先日、そんな私たち親子の関係を修復すべきだと、忠告するものがいた。

従兄弟である。

従兄弟は私たち親子の歴史を知らない。

そんな世界があることなど豪も考えられない者が、自分の世界の正義を振りかざして道を説こうとするその浅はかさが、耐えがたかったので、ピシャリと一刀両断にしてくれた。

これから先は、もう自分に我慢を強いるようなことは一切しないと決めたのだ。

 

昨日の友は今日の敵

6年ほど前になるが、薄給で暮らしていた時、旧友から突然誘いがあり、

今の会社に転職した。

比較にならないほどの好条件であった。

しかも当時勤めていた会社というのは、正に沈みゆく泥船であった。

なので、旧友から電話をもらった時、私は一も二もなくこの誘いに飛びついた。

風前の灯のような事態は、旧友のお陰で一転した。

[表示内容]
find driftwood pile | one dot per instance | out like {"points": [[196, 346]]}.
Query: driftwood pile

[設問]
**A)** 抜粋で、親子の関係を修復すべきだと忠告したのは誰か。
**B)** 次の記述が抜粋の内容と合うかどうか、それぞれ「はい」か「いいえ」で答え、根拠となる抜粋の語句をそのまま引用してください。(i) 従兄弟は親子の歴史を知っている。(ii) 転職先の条件は当時の会社よりはるかによかった。(iii) 当時勤めていた会社は経営が安定していた。

[解答]
**A)** 従兄弟

**B)**
(i) いいえ。「従兄弟は私たち親子の歴史を知らない。」
(ii) はい。「比較にならないほどの好条件であった。」
(iii) いいえ。「正に沈みゆく泥船であった。」